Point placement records
----

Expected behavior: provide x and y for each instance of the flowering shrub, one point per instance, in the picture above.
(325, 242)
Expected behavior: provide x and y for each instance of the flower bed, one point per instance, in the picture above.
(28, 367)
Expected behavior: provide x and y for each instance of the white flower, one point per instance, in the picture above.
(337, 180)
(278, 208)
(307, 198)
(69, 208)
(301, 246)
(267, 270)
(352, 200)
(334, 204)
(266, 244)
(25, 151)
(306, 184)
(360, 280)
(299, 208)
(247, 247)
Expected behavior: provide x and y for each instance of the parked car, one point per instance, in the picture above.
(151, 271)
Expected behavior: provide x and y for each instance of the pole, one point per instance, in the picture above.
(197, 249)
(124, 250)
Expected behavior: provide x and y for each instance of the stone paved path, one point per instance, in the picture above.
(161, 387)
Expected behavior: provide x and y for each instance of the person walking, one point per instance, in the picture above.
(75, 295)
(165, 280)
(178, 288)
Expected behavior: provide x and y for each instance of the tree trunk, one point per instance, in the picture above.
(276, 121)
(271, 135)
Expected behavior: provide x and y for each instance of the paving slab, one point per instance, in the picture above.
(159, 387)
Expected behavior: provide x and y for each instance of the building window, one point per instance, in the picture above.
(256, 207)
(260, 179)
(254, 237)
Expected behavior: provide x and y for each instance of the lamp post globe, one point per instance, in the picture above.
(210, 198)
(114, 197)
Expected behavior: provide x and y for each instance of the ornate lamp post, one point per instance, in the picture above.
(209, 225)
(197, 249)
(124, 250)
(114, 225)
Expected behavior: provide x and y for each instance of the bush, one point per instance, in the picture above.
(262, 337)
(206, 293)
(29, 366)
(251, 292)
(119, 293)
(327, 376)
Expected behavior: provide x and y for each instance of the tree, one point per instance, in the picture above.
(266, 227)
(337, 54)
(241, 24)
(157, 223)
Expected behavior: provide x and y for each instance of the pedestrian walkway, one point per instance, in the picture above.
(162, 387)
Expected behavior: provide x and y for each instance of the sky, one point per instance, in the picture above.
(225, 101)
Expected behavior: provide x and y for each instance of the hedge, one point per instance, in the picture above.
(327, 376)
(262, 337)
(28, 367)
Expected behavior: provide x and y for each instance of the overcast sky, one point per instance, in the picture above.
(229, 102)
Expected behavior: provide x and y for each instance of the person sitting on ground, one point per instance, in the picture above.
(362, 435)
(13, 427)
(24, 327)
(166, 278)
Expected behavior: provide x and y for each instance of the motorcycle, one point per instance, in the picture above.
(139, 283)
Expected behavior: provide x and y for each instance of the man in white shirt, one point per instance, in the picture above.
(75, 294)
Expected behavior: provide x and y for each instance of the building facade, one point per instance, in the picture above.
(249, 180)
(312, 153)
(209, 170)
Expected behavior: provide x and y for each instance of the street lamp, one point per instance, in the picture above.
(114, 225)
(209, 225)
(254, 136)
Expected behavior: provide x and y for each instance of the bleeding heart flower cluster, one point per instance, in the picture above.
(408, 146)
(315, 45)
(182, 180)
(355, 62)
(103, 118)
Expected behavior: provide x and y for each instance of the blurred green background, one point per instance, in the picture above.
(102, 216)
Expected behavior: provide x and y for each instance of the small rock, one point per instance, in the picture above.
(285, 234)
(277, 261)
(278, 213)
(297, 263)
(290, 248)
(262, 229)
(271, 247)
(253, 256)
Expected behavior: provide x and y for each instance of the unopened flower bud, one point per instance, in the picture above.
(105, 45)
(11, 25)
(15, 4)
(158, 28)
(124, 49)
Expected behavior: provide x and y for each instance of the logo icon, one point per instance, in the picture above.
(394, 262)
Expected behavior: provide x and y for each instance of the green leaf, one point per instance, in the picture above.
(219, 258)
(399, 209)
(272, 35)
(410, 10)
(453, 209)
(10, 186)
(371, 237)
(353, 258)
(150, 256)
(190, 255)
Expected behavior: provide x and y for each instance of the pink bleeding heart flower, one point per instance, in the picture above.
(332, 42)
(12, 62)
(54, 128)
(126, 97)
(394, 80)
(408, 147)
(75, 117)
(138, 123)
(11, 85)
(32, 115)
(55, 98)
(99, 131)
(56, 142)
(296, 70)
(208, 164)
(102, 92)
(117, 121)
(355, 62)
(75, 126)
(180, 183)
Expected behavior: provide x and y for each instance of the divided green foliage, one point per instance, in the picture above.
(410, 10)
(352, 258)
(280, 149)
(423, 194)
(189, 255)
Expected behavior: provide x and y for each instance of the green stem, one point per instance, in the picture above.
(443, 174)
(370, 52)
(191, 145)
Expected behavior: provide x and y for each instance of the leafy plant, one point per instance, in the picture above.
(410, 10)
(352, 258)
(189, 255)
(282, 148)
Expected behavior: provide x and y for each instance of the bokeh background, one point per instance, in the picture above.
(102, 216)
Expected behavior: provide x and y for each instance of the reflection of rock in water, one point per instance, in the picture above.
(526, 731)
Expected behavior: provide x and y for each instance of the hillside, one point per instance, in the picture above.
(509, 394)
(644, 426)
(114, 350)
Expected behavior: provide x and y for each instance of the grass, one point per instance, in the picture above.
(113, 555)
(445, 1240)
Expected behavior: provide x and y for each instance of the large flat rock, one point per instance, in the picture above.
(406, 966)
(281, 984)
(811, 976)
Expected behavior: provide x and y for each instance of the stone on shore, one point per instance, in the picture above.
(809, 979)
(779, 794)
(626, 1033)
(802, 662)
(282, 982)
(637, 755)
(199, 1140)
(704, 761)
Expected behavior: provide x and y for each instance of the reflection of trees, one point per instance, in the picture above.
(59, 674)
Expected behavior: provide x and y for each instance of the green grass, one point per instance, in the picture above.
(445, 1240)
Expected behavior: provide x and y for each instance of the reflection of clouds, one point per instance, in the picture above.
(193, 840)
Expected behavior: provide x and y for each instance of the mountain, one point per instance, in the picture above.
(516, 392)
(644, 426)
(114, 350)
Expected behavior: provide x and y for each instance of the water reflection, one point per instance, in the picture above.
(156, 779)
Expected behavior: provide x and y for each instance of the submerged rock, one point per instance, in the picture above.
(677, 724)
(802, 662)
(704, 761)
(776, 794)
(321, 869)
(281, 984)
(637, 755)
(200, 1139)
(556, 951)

----

### Aim
Write out every record verbatim.

### Result for this exercise
Expected behavior: provide x and y for each instance of the flowering shrub, one point per instance, in the picture above.
(325, 242)
Expected behavior: provide x and y for each instance of the flower bed, one point per instance, in the picture above.
(28, 367)
Expected behavior: provide x and y for each instance of the white flower, one point per instance, in the picture above.
(337, 180)
(278, 208)
(307, 198)
(69, 208)
(301, 246)
(267, 270)
(352, 200)
(334, 204)
(266, 244)
(25, 151)
(306, 184)
(360, 280)
(299, 208)
(247, 247)
Expected behavior: provide x and y for each instance of the parked car, one point per instance, in the picture above.
(151, 271)
Expected behavior: provide x and y for each instance of the pole, one point per instance, in the picture above.
(197, 249)
(124, 250)
Expected behavior: provide x and y for each instance of the stone paved path, one point per instance, in the picture above.
(161, 387)
Expected behavior: provide x and y for each instance of the person walking, one point per instance, in the picture above.
(75, 295)
(165, 280)
(178, 288)
Expected behavior: provide x and y for each instance of the tree trunk, one point per instance, in the picture above.
(276, 121)
(271, 135)
Expected behavior: provide x and y for each instance of the paving slab, one point per instance, in the picture above.
(159, 387)
Expected behavior: provide x and y for each instance of the building window, one point per instance, in the picture above.
(256, 207)
(260, 179)
(254, 237)
Expected behavior: provide x and y for each instance of the lamp post globe, one point per instance, in the picture above.
(210, 198)
(114, 197)
Expected behavior: provide x and y for each instance of the ornate lamp post, one point per instance, in the picture above.
(209, 225)
(197, 249)
(124, 250)
(114, 225)
Expected behavior: provide x and y for each instance of the bush, one point per instance, in the picture above.
(262, 337)
(206, 293)
(29, 366)
(251, 292)
(119, 293)
(327, 376)
Expected behavior: provide x and y for each instance of the tree, one point per instance, in the picture above.
(266, 227)
(337, 54)
(241, 24)
(157, 223)
Expected behavior: provide x and y for each instance of the pedestrian walkway, one point per instance, in the picture above.
(162, 387)
Expected behavior: provide x and y for each instance of the sky, one point per instance, in the picture above.
(225, 101)
Expected behavior: provide x and y for each instance of the hedge, one point per instance, in the picture above.
(327, 376)
(262, 337)
(28, 367)
Expected behavior: provide x and y for each instance of the overcast sky, one point per instance, in the picture above.
(229, 102)
Expected behavior: provide x and y for each instance of the person sitting on ground, one point per instance, in the picture above.
(362, 435)
(13, 427)
(24, 327)
(166, 278)
Expected behavior: provide x and y for each instance of the motorcycle, one point per instance, in the picture above.
(139, 283)
Expected behavior: provide x and y for each instance of the man in white shirt, one point per instance, in the picture above.
(75, 294)
Expected behavior: provide x and y for each instance of the building facade, one point per instance, in the picture above.
(249, 180)
(312, 153)
(209, 170)
Expected behavior: provide x and y for each instance of the street lamp, one point per instance, in the picture above.
(114, 225)
(209, 225)
(254, 136)
Expected behavior: provide x and y for each instance of the bleeding heart flower cluster, one point per instance, in the picture above.
(408, 146)
(315, 45)
(182, 180)
(355, 62)
(103, 118)
Expected behavior: provide x and y for each instance of the blurred green background, one point per instance, in the picture above.
(102, 216)
Expected behavior: provide x and y for each instance of the small rock, one point per instance, in the picture above.
(285, 234)
(277, 261)
(278, 213)
(297, 263)
(290, 248)
(262, 229)
(271, 247)
(253, 256)
Expected behavior: provide x and y for each instance of the unopened flower bud, one point per instance, in the picture above.
(105, 45)
(11, 25)
(15, 4)
(158, 28)
(124, 49)
Expected behavior: provide x and y for each instance of the logo icon, one point per instance, in the picture above.
(394, 262)
Expected behavior: provide x and y for each instance of the green leaf, one point per instance, in the picture above.
(219, 258)
(399, 209)
(272, 35)
(410, 10)
(453, 209)
(10, 186)
(371, 237)
(353, 258)
(150, 256)
(190, 255)
Expected behavior: provide x and y for each instance of the pink bleeding heart flower, one point per instance, in the picture above.
(332, 42)
(12, 62)
(54, 128)
(126, 97)
(394, 80)
(408, 147)
(75, 117)
(138, 123)
(11, 85)
(32, 115)
(55, 98)
(99, 131)
(56, 142)
(296, 70)
(208, 164)
(102, 92)
(117, 121)
(355, 62)
(75, 126)
(180, 183)
Expected behavior: provide x and y for each instance of the divided green foliage, one point per instance, in the picture above.
(410, 10)
(352, 258)
(280, 149)
(423, 194)
(189, 255)
Expected behavior: provide x and y for each instance of the green stem, one point per instance, in the picture above.
(443, 174)
(370, 52)
(191, 145)
Expected behavior: provide x and y for each instance of the leafy plant, one point per instance, in the picture above.
(410, 10)
(352, 258)
(189, 255)
(282, 148)
Expected behavior: provide x and y for each instance of the bokeh background, one point per instance, in the picture above.
(102, 216)
Expected behavior: provide x and y for each instance of the reflection of rock in water, one point per instance, in the picture above.
(526, 731)
Expected behavior: provide x and y for each instance of the hillside, one point per instance, in the picture above.
(509, 394)
(644, 426)
(114, 350)
Expected behavior: provide x and y for each instance of the grass, one point per instance, in the picture above.
(113, 555)
(445, 1240)
Expected behavior: provide x and y for each instance of the large flat rock, one point per instance, in the picture above.
(406, 966)
(281, 984)
(811, 976)
Expected behavior: provide x and y for each instance of the stone on shore, one point per instance, in the picture above.
(809, 979)
(779, 794)
(626, 1033)
(802, 662)
(282, 982)
(637, 755)
(199, 1140)
(704, 761)
Expected behavior: provide x and y for each instance of the reflection of trees, one point per instance, in the picture above.
(59, 674)
Expected behavior: provide x and y for each instance of the green grass, one point per instance, in the picture above.
(445, 1240)
Expected behavior: provide x and y for each instance of the reflection of clouds, one point per instance, in the picture above.
(193, 840)
Expected behavior: provide x and y for each instance of the mountain, one point per instance, in the picture above.
(516, 392)
(644, 426)
(114, 350)
Expected behavior: provide x and y for each instance of the water reflection, one point per instance, in the picture above.
(156, 779)
Expected behavior: provide x and y for each instance of the submerged rock, one point per instance, in the picture above.
(677, 724)
(802, 662)
(704, 761)
(776, 794)
(321, 869)
(281, 984)
(637, 755)
(200, 1139)
(556, 951)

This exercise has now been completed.